# [WRITTEN REQUEST A]
In the fishing thread, what bait did brobert and his brother use to catch the small striper and the cat?

# Fished the Delaware Today



## BLUESMAN (Nov 4, 2003)

Wet a line at Pennsgrove with about six other guys. Bloodworms both sides of high tide - skunked. I didn't see anyone else with fish either.
Wind was out of the west about 10 -15 miles per hour - it was rolling pretty good.

Try again this weekend and next. I did well in the river last March!

Tightlines,
Bluesman


----------



## brobert (Oct 18, 2005)

My brother and I fished the river today. We got a small striper 18 inches and a cat on squid. 

Tried some donated blood worms and got nothing. 

Left early though.

The low tide was the lowest ive ever seen.


----------



## kev (Sep 26, 2004)

i've heard very reliably stripers are being caught pretty steady the last few days.mostly small ones though(possibly resident fish).lots of cats too.all on bloodies or chicken liver.


----------



## sand flea (Oct 24, 1999)

It ought to be blowing up for you guys any day now. The Chesapeake spawners have started to show and I've heard commercial netters off IRI and Ocean City are getting the fish headed for NJ and Delaware Bay.

Keep your fingers crossed and your rods ready.


----------



## murphman (Sep 4, 2003)

I'll be on the DE side in the am on Sunday, going out to buy bloods right now. Lines in at sunrise, kids ball game at noon. Anytime on the water these days is priceless!


----------

# [RECORDS FOR PROCESSING]
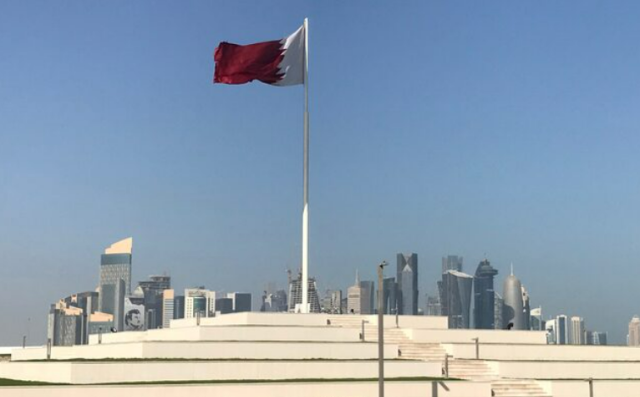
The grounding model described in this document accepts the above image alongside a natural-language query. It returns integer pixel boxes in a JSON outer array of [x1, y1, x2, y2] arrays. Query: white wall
[[492, 361, 640, 378], [547, 380, 640, 397], [0, 382, 490, 397], [11, 342, 398, 361], [89, 326, 360, 344], [171, 312, 448, 329], [405, 329, 547, 345], [443, 339, 640, 361], [0, 360, 442, 384]]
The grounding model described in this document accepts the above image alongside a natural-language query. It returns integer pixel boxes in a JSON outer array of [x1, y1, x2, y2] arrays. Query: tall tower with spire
[[502, 263, 526, 329], [473, 259, 498, 329]]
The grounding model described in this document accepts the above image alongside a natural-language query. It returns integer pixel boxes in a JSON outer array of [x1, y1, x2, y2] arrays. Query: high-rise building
[[184, 286, 216, 318], [215, 298, 233, 314], [529, 307, 545, 331], [589, 331, 607, 345], [227, 292, 252, 313], [544, 318, 558, 345], [173, 295, 184, 320], [502, 266, 526, 330], [347, 270, 363, 314], [554, 314, 569, 345], [473, 259, 498, 329], [442, 255, 462, 273], [396, 254, 418, 315], [627, 316, 640, 346], [360, 280, 377, 314], [260, 289, 287, 312], [438, 270, 473, 328], [47, 299, 87, 346], [322, 289, 342, 314], [424, 294, 442, 316], [493, 291, 505, 329], [162, 289, 176, 328], [99, 237, 133, 331], [570, 316, 586, 345], [375, 277, 397, 314], [287, 273, 320, 313], [522, 285, 531, 329], [138, 276, 173, 329]]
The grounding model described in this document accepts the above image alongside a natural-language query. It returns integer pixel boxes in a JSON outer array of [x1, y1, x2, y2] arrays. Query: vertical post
[[378, 262, 387, 397], [444, 354, 449, 379], [301, 18, 310, 313]]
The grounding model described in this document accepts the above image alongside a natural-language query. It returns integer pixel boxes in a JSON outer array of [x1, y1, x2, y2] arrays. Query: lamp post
[[378, 261, 387, 397]]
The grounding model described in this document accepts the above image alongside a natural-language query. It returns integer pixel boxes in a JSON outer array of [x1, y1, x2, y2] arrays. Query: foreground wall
[[443, 339, 640, 361], [89, 326, 360, 344], [11, 342, 398, 361], [0, 360, 442, 384], [171, 312, 448, 329], [405, 329, 547, 345], [540, 380, 640, 397], [488, 361, 640, 378], [0, 382, 491, 397]]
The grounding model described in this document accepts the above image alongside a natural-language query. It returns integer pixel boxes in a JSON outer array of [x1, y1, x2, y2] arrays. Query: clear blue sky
[[0, 0, 640, 345]]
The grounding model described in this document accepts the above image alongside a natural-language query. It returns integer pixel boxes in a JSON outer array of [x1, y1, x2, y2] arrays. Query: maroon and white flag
[[213, 26, 305, 86]]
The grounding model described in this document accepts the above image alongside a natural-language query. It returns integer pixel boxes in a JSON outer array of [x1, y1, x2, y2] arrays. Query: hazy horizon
[[0, 0, 640, 346]]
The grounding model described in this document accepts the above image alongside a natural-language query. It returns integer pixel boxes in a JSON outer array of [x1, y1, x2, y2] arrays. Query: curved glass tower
[[473, 259, 498, 329], [502, 268, 525, 329]]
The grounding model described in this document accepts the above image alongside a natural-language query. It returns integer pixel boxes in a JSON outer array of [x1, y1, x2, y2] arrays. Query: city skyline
[[0, 1, 640, 344]]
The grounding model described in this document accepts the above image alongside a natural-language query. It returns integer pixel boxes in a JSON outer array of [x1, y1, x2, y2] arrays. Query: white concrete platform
[[0, 381, 490, 397], [171, 312, 449, 329], [12, 341, 398, 361], [89, 325, 360, 344], [0, 360, 441, 384], [405, 328, 547, 345], [442, 342, 640, 361]]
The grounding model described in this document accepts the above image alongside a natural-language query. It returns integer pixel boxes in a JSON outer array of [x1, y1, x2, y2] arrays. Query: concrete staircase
[[449, 359, 500, 381], [491, 379, 551, 397]]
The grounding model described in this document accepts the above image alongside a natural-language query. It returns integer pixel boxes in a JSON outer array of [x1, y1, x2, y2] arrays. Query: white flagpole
[[301, 18, 310, 313]]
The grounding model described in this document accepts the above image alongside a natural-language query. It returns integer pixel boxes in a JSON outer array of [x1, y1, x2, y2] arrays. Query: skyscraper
[[424, 295, 442, 316], [162, 289, 175, 328], [529, 307, 545, 331], [627, 316, 640, 346], [571, 316, 586, 345], [138, 276, 173, 329], [473, 259, 498, 329], [360, 280, 376, 314], [376, 277, 397, 314], [438, 270, 473, 328], [493, 291, 504, 329], [396, 254, 418, 314], [184, 286, 218, 318], [442, 255, 462, 273], [260, 289, 287, 312], [287, 273, 320, 313], [227, 292, 252, 313], [502, 266, 525, 329], [347, 270, 363, 314], [522, 285, 531, 329], [99, 237, 133, 331], [554, 314, 569, 345], [400, 263, 418, 314]]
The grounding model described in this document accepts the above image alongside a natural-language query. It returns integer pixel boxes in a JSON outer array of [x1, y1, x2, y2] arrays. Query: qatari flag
[[213, 26, 305, 86]]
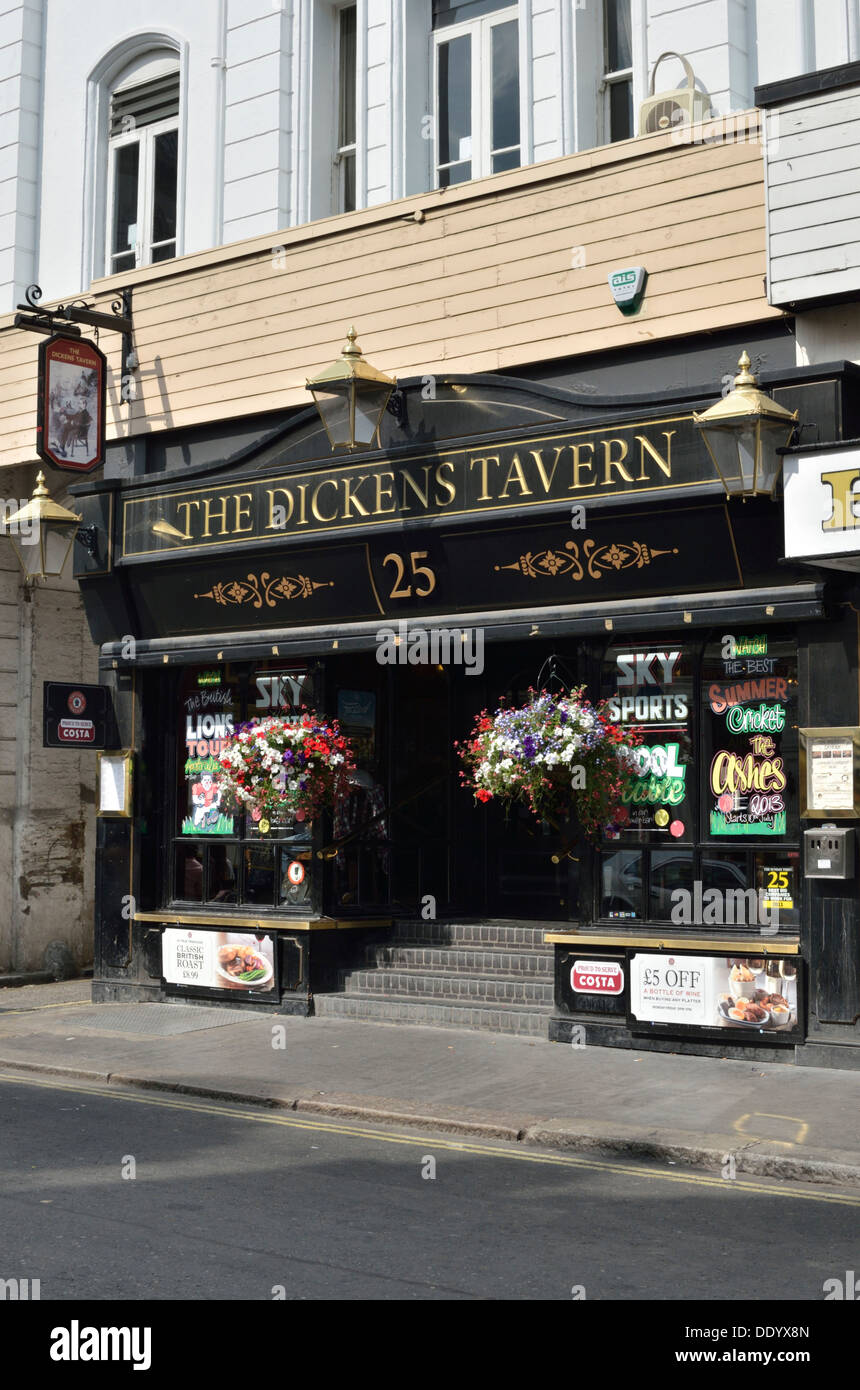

# [WRITTEN REQUEST B]
Transcribe the records from the line with "Query: qatari flag" up to and including the end of the records, and leave the pictures out.

# [OUTPUT A]
Squid.

# [OUTPUT B]
The grounding model described in this document accepts the above image alongside a natural-language query. It returns integer pixel boxes in a JSON outer array of [x1, y1, x2, y2] arrays. Query: qatari flag
[[213, 26, 305, 86]]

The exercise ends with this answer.